Article:
In your Project, navigate to Code. If you have an app.sh
file, open it now and verify it matches the below. If not, click on New File and paste the below code into the file. It's a bash script that will start and run the Shiny App server based on the inputs provided. Click Save.
#!/usr/bin/env bash
# This is a bash script for Domino's App publishing feature
# Learn more at http://support.dominodatalab.com/hc/en-us/articles/209150326
## R/Shiny Example
## This is an example of the code you would need in this bash script for a R/Shiny app
R -e 'shiny::runApp("./shiny_app.R", port=8888, host="0.0.0.0")'
## Flask example
## This is an example of the code you would need in this bash script for a Python/Flask app
#export LC_ALL=C.UTF-8
#export LANG=C.UTF-8
#export FLASK_APP=app-flask.py
#export FLASK_DEBUG=1
#python -m flask run --host=0.0.0.0 --port=8888
## Dash Example
## This is an example of the code you would need in this bash script for a Dash app
#python app-dash.py
Navigate back into the Code tab. Click add a new file and name it shiny_app.R
(make sure the file name is exactly that, it is case sensitive) and then paste the following into the file:
#
# This is a Shiny web application. You can run the application by clicking
# the 'Run App' button above.

To do:
- A) Copy verbatim the portion of the Shiny app setup instructions above that begins with the words containing "In your Project, navigate" and ends with "provided. Click Save.".
- B) Resume the Shiny app setup instructions above, continuing from the last line shown.

Data lines:
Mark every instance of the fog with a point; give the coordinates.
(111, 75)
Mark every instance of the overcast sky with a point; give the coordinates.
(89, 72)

Per-task answers:
- A)
In your Project, navigate to Code. If you have an app.sh
file, open it now and verify it matches the below. If not, click on New File and paste the below code into the file. It's a bash script that will start and run the Shiny App server based on the inputs provided. Click Save.

- B)
#
# Find out more about building applications with Shiny here:
#
# http://shiny.rstudio.com/
#
install.packages("png")
library(shiny)
library(png)
library(httr)
library(jsonlite)
library(plotly)
library(ggplot2)
# Define UI for application that draws a histogram
ui <- fluidPage(
# Application title
titlePanel("Wine Quality Prediction"),
# Sidebar with a slider input for number of bins
sidebarLayout(
sidebarPanel(
numericInput(inputId="feat1",
label='density',
value=0.99),
numericInput(inputId="feat2",
label='volatile_acidity',
value=0.25),
numericInput(inputId="feat3",
label='chlorides',
value=0.05),
numericInput(inputId="feat4",
label='is_red',
value=1),
numericInput(inputId="feat5",
label='alcohol',
value=10),
actionButton("predict", "Predict")
),
# Show a plot of the generated distribution
mainPanel(
tabsetPanel(id = "inTabset", type = "tabs",
tabPanel(title="Prediction",value = "pnlPredict",
plotlyOutput("plot"),
verbatimTextOutput("summary"),
verbatimTextOutput("version"),
verbatimTextOutput("reponsetime"))
)
)
)
)
prediction <- function(inpFeat1,inpFeat2,inpFeat3,inpFeat4,inpFeat5) {
#### COPY FULL LINES 4-7 from R tab in Model APIS page over this line of code. (It's a simple copy and paste) ####
body=toJSON(list(data=list(density = inpFeat1,
volatile_acidity = inpFeat2,
chlorides = inpFeat3,
is_red = inpFeat4,
alcohol = inpFeat5)), auto_unbox = TRUE),
content_type("application/json")
)
str(content(response))
result <- content(response)
}
gauge <- function(pos,breaks=c(0,2.5,5,7.5, 10)) {
get.poly <- function(a,b,r1=0.5,r2=1.0) {
th.start <- pi*(1-a/10)
th.end <- pi*(1-b/10)
th <- seq(th.start,th.end,length=10)
x <- c(r1*cos(th),rev(r2*cos(th)))
y <- c(r1*sin(th),rev(r2*sin(th)))
return(data.frame(x,y))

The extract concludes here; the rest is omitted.